= Texto de lectura =
Por Javier De Pasquale – [email protected]

En un día cualquiera como hoy millones de hombres y mujeres están resolviendo sus necesidades materiales produciendo, consumiendo y accediendo al crédito; es decir, haciendo economía fuera de las empresas capitalistas, creando estructuras de propiedad colectiva y gestión democrática.

El conjunto de estas realidades económicas comunitarias lo llamamos economía social o solidaria. Nos referimos a cooperativas de todas clases -de: trabajo, consumo, crédito, educación, vivienda; y agrarias), a sociedades laborales y otras empresas propiedad de los trabajadores, a entidades de acción social, a mutuales, a empresas de inserción, a redes de intercambio de productos o de conocimientos, a pequeñas economías comunitarias rurales, etcétera.

En todos estos casos se trata de experiencias económicas basadas en la autoorganización de la gente, de iniciativas que no persiguen el lucro sino satisfacer necesidades básicas y que se organizan desde el apoyo mutuo, el compromiso con la comunidad, la igualdad y la democracia. La economía social o solidaria no es un sector marginal. Ciñéndonos sólo a las cooperativas, según cifras difundidas por el español Jordi García Jané en un trabajo publicado hace pocas semanas, se estima que existen 800.000 repartidas por más de 80 países, que asocian a 12% de la población mundial y en las cuales trabajan 100 millones de personas. Si hiciéramos un viaje por la economía social en el mundo, deberíamos visitar las empresas recuperadas en forma cooperativa en Argentina (unas 200); los clubes de trueque, comedores populares y huertos comunitarios en Chile, Ecuador o Perú (miles); las experiencias de economía solidaria (22.000), que aglutinan a 500.000 trabajadores y 1,2 millón de socios, sin olvidar los asentamientos del Movimiento Sin Tierra, en todo Brasil; el complejo cooperativo del estado de Kerala, India, con 326 cooperativas y 32.000 socios; el banco popular cooperativo Desjardins, en Quebec, con más de 4 millones de socios; las cooperativas de consumo Seikatsu, en Japón, que agrupan 200.000 familias; las cooperativas de vivienda de apoyo mutuo, que han construido más de 20.000 casas en Uruguay; el movimiento cooperativo Legacoop en Italia, con 7,7 millones de socios y más de 400.000 puestos de trabajo, o la Banca Popolare Italiana, el sexto banco de este país; el grupo cooperativo de consumo The Co-operative Group, en Gran Bretaña, con tres millones de miembros y 4.700 puntos de venta al por menor, que ha contribuido a que los consumidores británicos triplicasen su gasto en productos y servicios éticos en la última década; Mondragón Corporación Cooperativa, en el País Vasco, integrada por 228 empresas en las cuales trabajan 100.000 personas, etcétera.

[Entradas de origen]
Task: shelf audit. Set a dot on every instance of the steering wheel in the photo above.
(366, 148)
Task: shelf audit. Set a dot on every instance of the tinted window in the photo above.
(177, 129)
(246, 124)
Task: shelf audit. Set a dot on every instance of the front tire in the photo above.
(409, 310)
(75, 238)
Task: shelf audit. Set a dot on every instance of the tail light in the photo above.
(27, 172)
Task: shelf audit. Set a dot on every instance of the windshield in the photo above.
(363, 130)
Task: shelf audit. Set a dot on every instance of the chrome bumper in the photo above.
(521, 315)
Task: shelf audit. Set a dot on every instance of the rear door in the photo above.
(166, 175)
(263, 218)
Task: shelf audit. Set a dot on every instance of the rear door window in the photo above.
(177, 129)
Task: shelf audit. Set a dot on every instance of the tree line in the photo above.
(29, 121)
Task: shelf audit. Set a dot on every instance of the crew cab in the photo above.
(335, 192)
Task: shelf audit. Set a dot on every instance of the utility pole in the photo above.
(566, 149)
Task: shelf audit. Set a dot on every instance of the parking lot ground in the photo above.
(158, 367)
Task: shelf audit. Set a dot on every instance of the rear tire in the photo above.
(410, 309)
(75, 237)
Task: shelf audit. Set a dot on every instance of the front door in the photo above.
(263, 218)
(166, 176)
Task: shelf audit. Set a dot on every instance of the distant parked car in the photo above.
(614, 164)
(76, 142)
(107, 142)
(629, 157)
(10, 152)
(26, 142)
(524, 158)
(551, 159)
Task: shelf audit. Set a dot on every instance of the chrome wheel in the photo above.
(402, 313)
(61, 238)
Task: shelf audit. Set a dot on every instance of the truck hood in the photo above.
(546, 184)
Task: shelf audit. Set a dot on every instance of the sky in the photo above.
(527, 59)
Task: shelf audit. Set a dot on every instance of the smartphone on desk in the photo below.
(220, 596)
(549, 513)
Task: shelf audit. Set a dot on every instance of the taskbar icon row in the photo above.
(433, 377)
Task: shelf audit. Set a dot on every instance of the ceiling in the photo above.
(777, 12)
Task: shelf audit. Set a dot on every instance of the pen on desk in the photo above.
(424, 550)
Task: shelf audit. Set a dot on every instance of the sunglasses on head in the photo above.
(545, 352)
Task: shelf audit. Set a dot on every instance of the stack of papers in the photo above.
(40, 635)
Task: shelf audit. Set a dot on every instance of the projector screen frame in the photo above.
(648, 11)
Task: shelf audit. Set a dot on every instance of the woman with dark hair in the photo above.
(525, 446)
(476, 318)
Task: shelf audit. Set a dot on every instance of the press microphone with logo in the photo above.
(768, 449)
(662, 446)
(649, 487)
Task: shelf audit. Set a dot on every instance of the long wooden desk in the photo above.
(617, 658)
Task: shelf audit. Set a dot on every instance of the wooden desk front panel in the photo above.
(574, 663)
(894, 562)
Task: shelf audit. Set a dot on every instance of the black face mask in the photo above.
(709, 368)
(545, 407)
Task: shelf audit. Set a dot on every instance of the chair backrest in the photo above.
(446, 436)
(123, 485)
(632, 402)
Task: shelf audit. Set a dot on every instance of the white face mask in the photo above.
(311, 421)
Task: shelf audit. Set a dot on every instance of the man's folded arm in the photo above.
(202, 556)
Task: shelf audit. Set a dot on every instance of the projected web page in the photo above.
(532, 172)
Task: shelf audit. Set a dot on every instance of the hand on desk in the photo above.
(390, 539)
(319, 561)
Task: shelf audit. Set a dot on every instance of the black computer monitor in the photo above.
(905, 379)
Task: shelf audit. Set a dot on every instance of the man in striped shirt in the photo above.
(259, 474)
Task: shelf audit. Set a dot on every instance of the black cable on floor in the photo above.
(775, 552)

= Conjunto de tareas =
a) Traduce al inglés esta oración del texto sobre la economía social o solidaria: "La economía social o solidaria no es un sector marginal."
b) Prosigue el texto sobre la economía social o solidaria a partir de su última oración.

= Respuestas por tarea =
a) The social or solidarity economy is not a marginal sector.

b)
Las cooperativas, así como las demás entidades de la economía social, mejoran las condiciones de vida de la población: proporcionan alimentos a bajo precio, generan empleos estables y de calidad, aumentan las rentas agrarias y contribuyen a mantener el mundo rural, otorgan créditos a los sectores populares, facilitan viviendas asequibles, permiten que pequeños negocios sobrevivan a la competencia de las grandes cadenas comerciales, etcétera. Pero, además, promueven el desarrollo local, en tanto que son empresas que no pueden deslocalizarse y que hacen recircular el dinero dentro del territorio. Sin olvidar también que constituyen un laboratorio diario donde ensayar otras formas de trabajar, consumir e invertir, y un escaparate que muestra a los ojos de todo quien quiera ver que es posible hacer empresas eficaces que sean, al mismo tiempo, democráticas, equitativas y sostenibles.

Un embrión que crece
Finalmente, el sector se va gestando como el embrión de una nueva economía en los intersticios de la actual. La mayoría de las veces lo hace sin ser consciente de ello y lejos de los focos, simplemente aprovechando, para desarrollarse, los valores propios de su cultura: la intercooperación, la responsabilidad social, la autogestión, el apoyo mutuo…

La cooperativa de servicios financieros Coop57, originaria de Cataluña, crece allí en depósitos y en créditos, al tiempo que aparecen nuevos “Coop” en otras regiones españolas. Avanza el proceso para crear una banca ética europea para 2011, en forma de cooperativa de crédito, impulsado por Fiare, la NEF francesa y la Banca Ética Populare Italiana. Asimismo, se crean redes de intercambio que utilizan monedas propias. Monedas sociales también aparecen en Bristol o en más de 50 ciudades de Brasil, en este caso reconocidas por el propio Banco Central del Brasil. En un barrio de Manchester, un centenar de vecinos y vecinas compra una tienda de juguetes (The Busy Bee -la abeja ocupada-) y la convierte en cooperativa de consumo, salvando un establecimiento que estaba a punto de cerrar.

Así pues, en esta crisis de civilización, el cooperativismo –la economía solidaria– sigue mejorando, como siempre ha hecho, las condiciones de vida de las clases populares, al tiempo que contribuye de diversas maneras a crear otro sistema más justo, democrático y sostenible. Hoy quizá la mayoría de ciudadanos ya piensa que necesitamos otra economía; con su ejemplo, las cooperativas y otras entidades de economía solidaria facilitan que cada vez sean más los que crean que esta nueva economía, además de ser necesaria, también es posible.